_Document excerpt_:
-- Opening Marker --
TAMassociati exists on a completely different plane from starchitecture. The Venice firm first caught the world’s attention in 2016, when it curated the Italian pavilion at the Venice Architecture Biennale. Under the theme of Taking Care, it launched a crowdfunding campaign to design and build a series of mobile facilities, including a not-for-profit medical clinic and a library. Now the studio – whose portfolio also includes Indian director Mira Nair’s Maisha film school in Kampala, Uganda and a car-free co-housing development in Treviso, Italy – is garnering praise for its pro bono projects with Italian NGO Emergency. It has created permanent hospitals and surgery centres in places such as Sudan and Afghanistan and is completing a hospital in Uganda with Renzo Piano Building Workshop. Earlier this year, principal Simone Sfriso shared a number of the firm’s foundational tenets.
From the very beginning, we wanted to work for pro bono associations. But an architect cannot choose his client – it’s the client who chooses the architect. What an architect can do is to be in the place where he wants to be chosen. In 2005, Emergency was looking for a building site engineer; that’s not really our job but we wanted to work with them, so we applied and travelled with them to Sudan. Then they asked us to develop a preliminary design for the Salam Cardiac Surgery Hospital in Khartoum.
We later developed a series of clinics in countries bordering Sudan – including the Central African Republic – because Emergency wanted to set up a dialogue among these countries, some of which didn’t have diplomatic relations. So it’s a health care project, but at the same time it’s a peace project.
With Renzo Piano Building Workshop, we’re doing a 78-bed hospital near Kampala. The walls are pisé, which is the local tradition of rammed earth, and the big metal roof is topped with 2,600 solar panels. Because of this, we can guarantee that the hospital will have really low running costs. Also, working with renewable energies is especially important now.
We try to take on zero-kilometre projects: When possible, we work with local craftspeople and builders, adapting a project with what we can find, in terms of materials and skills, on site. At the same time, we want to bring innovation. One of the masters of tropical modernism, Charles Correa, always said that it is correct to work with tradition but at the same time you have to bring something new – it is a form of communicating respect.
With the Treviso co-housing project, we asked the families: Is it more important to build a house for eight cars or to build a house for another family? Slowly, we were able in this participatory process to change people’s attitudes to recognize that they can have more quality by doing something a bit different from a normal residential project. They chose to realize houses of 90 or 100 square metres; the biggest one is a common house for events and workshops – and for babysitting all their kids under one roof.
The Venice-based architecture firm is completing some of the most socially and ecologically conscious projects in the world.
-- Closing Marker --
(Stored data entries)
-- Opening Marker --
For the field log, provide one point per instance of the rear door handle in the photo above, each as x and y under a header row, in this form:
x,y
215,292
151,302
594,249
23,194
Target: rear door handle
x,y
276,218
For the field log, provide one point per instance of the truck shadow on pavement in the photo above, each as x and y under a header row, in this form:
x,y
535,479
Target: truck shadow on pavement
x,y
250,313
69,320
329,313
-- Closing Marker --
_Questions to answer_:
A. In the TAMassociati article, how many solar panels top the metal roof of the hospital near Kampala?
B. Transcribe the part of the TAMassociati article that begins at the words "With the Treviso" and stops after "in the world.".
The listing has no connection to the TAMassociati article.

_Results of the exercise_:
A. 2,600 solar panels top the roof.

B.
With the Treviso co-housing project, we asked the families: Is it more important to build a house for eight cars or to build a house for another family? Slowly, we were able in this participatory process to change people’s attitudes to recognize that they can have more quality by doing something a bit different from a normal residential project. They chose to realize houses of 90 or 100 square metres; the biggest one is a common house for events and workshops – and for babysitting all their kids under one roof.
The Venice-based architecture firm is completing some of the most socially and ecologically conscious projects in the world.